• Given problem 1: According to the post, what did the writer decide to do on Saturday morning while Corey was at work?
• Given problem 2: Please say whether each statement agrees with the post, answering yes or no and quoting the words that decide it: (a) The writer's sister asked if something was on the writer's mind. (b) The writer had seen Corey the day before he got home. (c) Kenny was arranged to take the writer and the kids to church.

• Extract:
07/22/2024
Discipline
July 22, 2024
I didn't want to go to church on Sunday. I started to get sad last Thursday, for no reasons I could identify. I was hanging with my mom and sister, and it was a blessed time of catching up. There was no good reason for the sadness. Yet, it hit me hard enough that my sister looked at me later in the evening before she headed home and asked me if there was something on my mind. I don't remember what I told her, but mostly I just tried to shake it off.
I came home Saturday morning. Corey was at work, and I decided to work on some housework stuff. I put on my music instead of a story, and began to sing along as I did dishes and cleaned counters. By the third song, the tears hit, but also something unexpected. I was angry. Deeply angry at God. Thoughts springing into my head that questioned every decision I have made to follow Him these last nearly two decades. Thoughts that questioned His love for me, His presence, His guidance. I had known the weeping was going to have to come, but had not expected such bitterness, anger, and despair.
I found myself yelling at God in ways I haven't in years, since before I came back to faith. Accusations. Criticisms. Desperation. I'm done. I quit. By the time Corey got home, I was wrecked. I hadn't seen him in a week, and the poor man comes home to me spitting mad and in tears. He pressed to ask me what was wrong, and I told him. He tried to redirect me by asking me what I would tell someone in my state, and I flipped my lid.
Earlier in the day, I ran across a post that made me realize a Facebook friend I have followed and conversed with for years was dead. Upon investigation, this man of strong faith, encouragement, and determination, who had inspired thousands of people in the years I'd known him, had succumbed to a battle with suicidal thoughts.
It struck me as I wept for this man and his friends and family that what I was struggling with was not my own thoughts, but an alien force, taking advantage of the opening made possible by my current time of deep transition, where all my normal anchors are being removed one by one. It also struck me that I am not alone in that battle, and it is a battle.
The trouble is, even knowing it was a battle, I couldn't stop it. It has been a really long time since I have been rolled under by such vicious spiritual turmoil. I cannot remember the last time I could not extricate myself from the attacks of the enemy. I could not even make myself sit down to read my Bible, and singing His praises simply made me weep harder. I do not remember the last time I felt that separated from God.
This is where discipline comes in and how God can use it, when I am too overwhelmed to stand. Corey had to work on Sunday, and I had already arranged for Kenny to come get me and the kids for church. Emma's friend was already spending the night to go to church in the morning. I didn't want to go to church, but I always go to church. There was never really any question of if I would go, no matter how I felt about it.

Listing
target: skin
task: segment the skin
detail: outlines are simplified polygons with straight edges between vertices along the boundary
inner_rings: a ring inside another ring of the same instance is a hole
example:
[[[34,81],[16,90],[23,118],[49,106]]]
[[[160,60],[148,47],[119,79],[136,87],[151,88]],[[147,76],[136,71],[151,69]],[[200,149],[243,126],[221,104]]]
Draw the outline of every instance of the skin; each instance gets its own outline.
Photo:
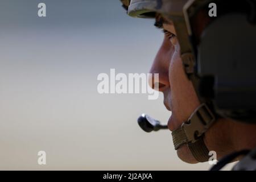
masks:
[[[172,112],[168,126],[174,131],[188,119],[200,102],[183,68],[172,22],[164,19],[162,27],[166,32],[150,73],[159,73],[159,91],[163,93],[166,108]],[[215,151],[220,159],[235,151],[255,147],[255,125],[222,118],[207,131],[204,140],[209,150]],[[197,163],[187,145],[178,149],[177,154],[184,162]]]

• Final result 1: Work on some housework, singing along to music while doing dishes and cleaning counters.

• Final result 2:
(a) Yes: "asked me if there was something on my mind"
(b) No: "I hadn't seen him in a week"
(c) Yes: "I had already arranged for Kenny to come get me and the kids for church"